_Given text_:
━━━━━━━━━━

Poetry Thread

Page 2 of 4 Previous  1, 2, 3, 4  Next

View previous topic View next topic Go down

Re: Poetry Thread

Post  Requiem on Thu Nov 18, 2010 12:38 pm

My most recent poem, I got the inspiration from a few things, the greatest being the song The Islander by Nightwish


The Lighthouse King


Ever still, the emptiness fills,
The King sits upon his throne,
And in his loss he fears the cost,
And so remains alone.

The sea crashes heavily,
Against his tower of stone,
Shining light throughout the night,
Like he, it stands alone.

He dreams of her, and times that were,
But knows that they are gone.
What he would give, if he could live
A life lived not alone.

The king walks the towers steps,
From where the light is shone,
His gaze to the sea, and where it could be,
No more he'll be alone...

Requiem
Savior in Green

Posts : 1248
Join date : 2010-11-16
Age : 25
Location : Twin Lake, MI

View user profile

Back to top Go down

Re: Poetry Thread

Post  JGH27 on Mon Jan 03, 2011 2:23 am

The Bottom of the Bottle

A kiss to bring in the New Year
Would fill my heart with cheer
Instead I find myself at the mercy of a bottle
Forcing my life to pass me by at full throttle

Dreading what is to come
I reach out for the rum
For it's with booze that help me cope
When I have lost all hope

I wish for no sympathy
For I am the cause of my misery
But hear me out before you judge
I hold no hate and bare no grudge

I have wasted my life away
By way of the bottle and my refusal to pay
Why is it that I should live
When I have nothing left to give

My youth a distant memory
Like a long forgotten story
Replaced with only empty pages
I've gone and wasted the last of my wages

So here I stand alone at last
Wishing that I could change my past
To have given it my everything
Would've made me feel like a king

But alas I have so failed
That my own cross I have nailed
And as I waste away my last gasps of air
I only wish I had someone that would care

Now will the Reaper come
To collect his latest victim
I close my eyes and begin to feel numb
My soul from this world has finally gone

JGH27
Guardian of the Kingdom

Posts : 4209
Join date : 2008-10-04

View user profile

Back to top Go down

Re: Poetry Thread

Post  SnakeInABox on Mon Jan 03, 2011 2:25 am

Did you write that? That is bloody brilliant, I think.

━━━━━━━━━━

_Complete the following_:
**1.** According to the poetry thread, which song was the greatest inspiration for "The Lighthouse King"?
**2.** In the poetry thread, rewrite the paragraph beginning "My most recent poem" in fewer words, keeping its main facts.

_Dataset excerpts_:
━━━━━━━━━━

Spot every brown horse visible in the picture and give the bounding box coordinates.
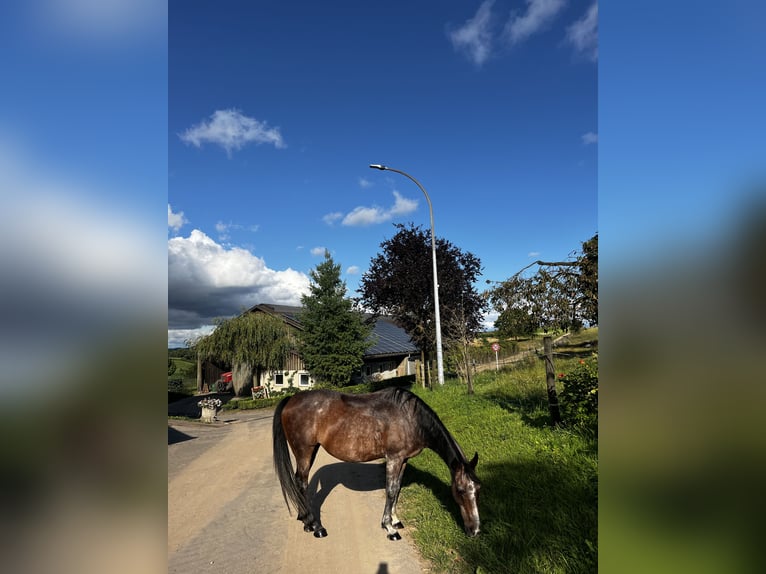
[273,387,481,540]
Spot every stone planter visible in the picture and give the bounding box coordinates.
[201,407,218,423]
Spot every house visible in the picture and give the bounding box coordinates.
[198,304,420,391]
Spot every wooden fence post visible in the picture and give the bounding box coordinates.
[543,335,561,426]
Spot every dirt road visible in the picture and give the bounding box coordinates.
[168,410,428,574]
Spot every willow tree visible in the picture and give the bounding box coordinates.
[194,313,293,396]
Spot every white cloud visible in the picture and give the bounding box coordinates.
[342,191,418,227]
[179,109,287,155]
[168,203,189,233]
[567,2,598,61]
[449,0,495,66]
[322,211,343,225]
[504,0,565,44]
[168,229,309,329]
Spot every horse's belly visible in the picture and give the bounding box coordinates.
[319,424,387,462]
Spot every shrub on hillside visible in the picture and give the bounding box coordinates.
[559,356,598,431]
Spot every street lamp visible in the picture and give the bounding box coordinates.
[370,163,444,385]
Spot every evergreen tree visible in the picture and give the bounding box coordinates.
[299,251,372,387]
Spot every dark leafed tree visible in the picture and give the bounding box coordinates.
[358,223,486,388]
[486,234,598,336]
[193,313,294,396]
[299,251,372,387]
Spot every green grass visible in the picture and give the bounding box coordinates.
[400,333,598,573]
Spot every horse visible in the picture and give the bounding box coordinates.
[272,387,481,540]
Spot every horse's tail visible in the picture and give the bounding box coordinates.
[272,396,304,514]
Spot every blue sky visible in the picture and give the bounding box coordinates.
[168,0,598,344]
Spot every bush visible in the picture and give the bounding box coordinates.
[559,357,598,431]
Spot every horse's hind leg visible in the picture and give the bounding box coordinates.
[380,458,406,540]
[295,444,327,538]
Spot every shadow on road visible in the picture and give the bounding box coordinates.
[307,462,386,522]
[168,427,197,445]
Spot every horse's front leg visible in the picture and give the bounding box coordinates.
[391,460,407,528]
[380,458,405,540]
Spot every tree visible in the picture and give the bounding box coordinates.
[495,307,537,338]
[359,223,486,388]
[486,234,598,336]
[299,251,372,387]
[193,313,294,396]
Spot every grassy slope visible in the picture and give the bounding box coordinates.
[400,333,598,573]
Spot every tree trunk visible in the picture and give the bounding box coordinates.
[543,335,561,426]
[463,344,473,395]
[197,355,202,393]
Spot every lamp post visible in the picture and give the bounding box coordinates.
[370,163,444,385]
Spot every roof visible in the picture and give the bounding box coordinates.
[248,304,419,357]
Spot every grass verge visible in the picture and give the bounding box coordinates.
[400,348,598,573]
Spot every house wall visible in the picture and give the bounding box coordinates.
[258,369,314,391]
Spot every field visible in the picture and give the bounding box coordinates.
[171,329,598,574]
[399,330,598,573]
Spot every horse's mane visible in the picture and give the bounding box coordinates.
[380,387,467,468]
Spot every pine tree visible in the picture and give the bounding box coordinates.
[299,251,372,387]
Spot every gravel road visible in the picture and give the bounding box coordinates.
[168,409,429,574]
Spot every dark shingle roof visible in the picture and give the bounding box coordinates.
[249,304,419,357]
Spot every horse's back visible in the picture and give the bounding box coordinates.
[282,389,419,462]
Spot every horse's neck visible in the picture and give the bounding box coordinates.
[426,419,465,471]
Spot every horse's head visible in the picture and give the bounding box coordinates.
[452,453,481,536]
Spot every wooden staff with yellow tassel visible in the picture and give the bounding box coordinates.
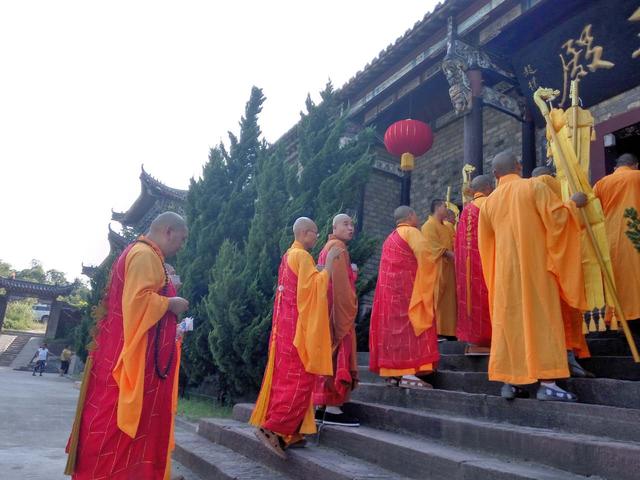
[533,87,640,363]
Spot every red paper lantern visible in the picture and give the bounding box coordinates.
[384,119,433,170]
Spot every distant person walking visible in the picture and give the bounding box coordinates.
[31,343,49,377]
[60,345,73,376]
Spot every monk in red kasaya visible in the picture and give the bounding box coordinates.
[249,217,342,459]
[454,175,493,355]
[66,212,189,480]
[369,206,440,389]
[313,213,360,427]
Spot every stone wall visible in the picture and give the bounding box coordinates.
[411,107,522,220]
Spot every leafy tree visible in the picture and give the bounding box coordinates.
[178,87,265,384]
[205,84,374,398]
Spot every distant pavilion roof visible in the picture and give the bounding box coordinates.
[110,165,187,229]
[0,277,74,300]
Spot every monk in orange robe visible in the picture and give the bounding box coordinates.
[369,206,440,389]
[454,175,493,355]
[66,212,189,480]
[478,152,587,401]
[313,213,360,427]
[249,217,342,459]
[422,200,458,337]
[593,153,640,323]
[531,166,594,378]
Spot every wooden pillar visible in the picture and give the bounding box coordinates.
[0,295,9,332]
[44,300,62,339]
[400,170,411,206]
[522,109,536,178]
[464,70,483,176]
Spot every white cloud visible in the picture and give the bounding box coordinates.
[0,0,436,277]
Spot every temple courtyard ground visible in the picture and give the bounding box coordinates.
[0,367,198,480]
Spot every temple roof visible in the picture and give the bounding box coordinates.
[111,165,187,227]
[0,277,74,300]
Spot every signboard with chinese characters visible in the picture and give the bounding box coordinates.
[512,0,640,126]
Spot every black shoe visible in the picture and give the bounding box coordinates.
[316,412,360,427]
[500,383,529,400]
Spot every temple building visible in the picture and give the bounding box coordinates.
[82,165,187,278]
[280,0,640,270]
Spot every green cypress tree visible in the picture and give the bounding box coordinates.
[206,84,374,399]
[178,87,265,384]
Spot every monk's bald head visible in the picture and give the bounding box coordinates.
[491,152,522,178]
[149,212,187,233]
[616,153,638,168]
[293,217,318,250]
[147,212,189,257]
[393,205,418,227]
[469,175,493,195]
[531,165,553,177]
[332,213,355,243]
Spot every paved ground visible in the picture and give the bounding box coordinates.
[0,367,79,480]
[0,367,196,480]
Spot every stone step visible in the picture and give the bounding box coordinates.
[173,428,282,480]
[234,404,597,480]
[352,383,640,441]
[198,416,406,480]
[345,401,640,480]
[358,367,640,408]
[0,334,31,367]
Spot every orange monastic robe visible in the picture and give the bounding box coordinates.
[313,234,358,406]
[593,167,640,320]
[68,237,179,480]
[535,175,591,358]
[249,241,332,438]
[478,174,586,385]
[422,216,458,337]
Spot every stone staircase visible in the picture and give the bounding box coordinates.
[174,334,640,480]
[0,332,33,367]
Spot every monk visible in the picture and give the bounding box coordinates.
[313,213,360,427]
[369,206,440,389]
[422,199,457,338]
[249,217,343,459]
[478,152,587,402]
[66,212,189,480]
[531,166,594,378]
[593,153,640,330]
[454,175,493,355]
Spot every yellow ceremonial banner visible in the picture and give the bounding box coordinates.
[533,82,640,363]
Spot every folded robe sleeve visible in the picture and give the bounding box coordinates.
[533,182,587,310]
[398,226,438,337]
[113,244,169,438]
[287,248,333,375]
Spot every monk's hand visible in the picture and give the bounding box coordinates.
[169,297,189,315]
[327,247,344,263]
[571,192,589,208]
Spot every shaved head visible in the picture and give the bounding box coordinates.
[149,212,187,233]
[331,213,353,228]
[293,217,318,250]
[393,205,418,225]
[491,152,521,178]
[293,217,316,237]
[147,212,189,257]
[616,153,638,167]
[469,175,493,195]
[531,165,553,177]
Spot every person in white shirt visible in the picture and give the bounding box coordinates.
[32,343,49,376]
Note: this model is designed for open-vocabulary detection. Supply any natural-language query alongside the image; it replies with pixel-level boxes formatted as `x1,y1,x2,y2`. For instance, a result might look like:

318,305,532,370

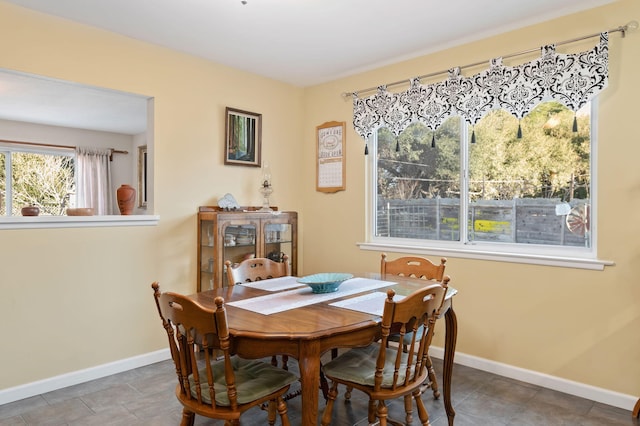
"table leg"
298,340,320,426
442,306,458,426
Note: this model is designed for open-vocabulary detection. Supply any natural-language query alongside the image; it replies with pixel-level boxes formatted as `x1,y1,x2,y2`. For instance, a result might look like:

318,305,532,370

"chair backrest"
380,253,447,281
374,276,449,392
225,254,291,285
151,282,238,410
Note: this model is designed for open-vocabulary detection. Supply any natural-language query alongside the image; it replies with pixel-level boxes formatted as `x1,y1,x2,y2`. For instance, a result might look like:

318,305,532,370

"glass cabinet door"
264,223,293,262
222,224,258,286
200,220,216,290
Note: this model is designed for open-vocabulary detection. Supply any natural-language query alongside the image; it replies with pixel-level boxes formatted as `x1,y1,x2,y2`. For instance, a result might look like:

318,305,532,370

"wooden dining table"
190,273,457,426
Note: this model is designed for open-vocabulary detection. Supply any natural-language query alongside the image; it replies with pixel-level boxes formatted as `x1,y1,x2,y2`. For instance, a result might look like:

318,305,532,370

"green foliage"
378,102,590,201
10,152,75,215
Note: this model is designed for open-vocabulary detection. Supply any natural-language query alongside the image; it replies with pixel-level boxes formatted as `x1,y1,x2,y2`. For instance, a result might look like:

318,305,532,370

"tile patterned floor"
0,359,640,426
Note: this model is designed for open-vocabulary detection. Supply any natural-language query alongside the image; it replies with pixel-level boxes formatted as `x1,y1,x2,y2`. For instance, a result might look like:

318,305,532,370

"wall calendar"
316,121,346,192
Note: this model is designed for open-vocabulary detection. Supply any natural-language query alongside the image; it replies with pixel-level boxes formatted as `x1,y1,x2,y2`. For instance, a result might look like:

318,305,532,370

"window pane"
468,102,591,247
375,117,460,241
10,152,75,216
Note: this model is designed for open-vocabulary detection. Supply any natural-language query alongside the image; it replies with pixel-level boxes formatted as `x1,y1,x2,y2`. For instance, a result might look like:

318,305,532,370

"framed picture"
316,121,346,192
224,107,262,167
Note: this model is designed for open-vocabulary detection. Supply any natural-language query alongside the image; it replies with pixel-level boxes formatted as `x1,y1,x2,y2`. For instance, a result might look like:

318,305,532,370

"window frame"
0,141,160,230
358,97,613,270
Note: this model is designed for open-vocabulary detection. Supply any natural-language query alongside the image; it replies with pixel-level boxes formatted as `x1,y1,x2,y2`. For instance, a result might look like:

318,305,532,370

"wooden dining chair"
322,277,449,426
380,253,447,399
224,254,291,370
151,282,298,426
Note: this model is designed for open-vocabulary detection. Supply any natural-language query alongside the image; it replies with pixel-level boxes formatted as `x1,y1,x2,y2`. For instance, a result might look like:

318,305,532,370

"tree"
9,152,75,215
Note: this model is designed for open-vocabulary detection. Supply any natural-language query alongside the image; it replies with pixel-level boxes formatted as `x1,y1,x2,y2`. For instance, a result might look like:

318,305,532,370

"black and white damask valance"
353,32,609,154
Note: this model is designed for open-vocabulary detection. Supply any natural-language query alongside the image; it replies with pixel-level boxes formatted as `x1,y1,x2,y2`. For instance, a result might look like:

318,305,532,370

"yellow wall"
0,0,640,402
0,2,304,389
302,0,640,395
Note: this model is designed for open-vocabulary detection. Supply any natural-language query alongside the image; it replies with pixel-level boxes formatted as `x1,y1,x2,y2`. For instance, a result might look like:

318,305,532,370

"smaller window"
0,146,76,216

━━━━━━━━━━

_Results in order_:
**1.** The Islander by Nightwish.

**2.** This is my latest poem, inspired by a few things, mostly the Nightwish song The Islander.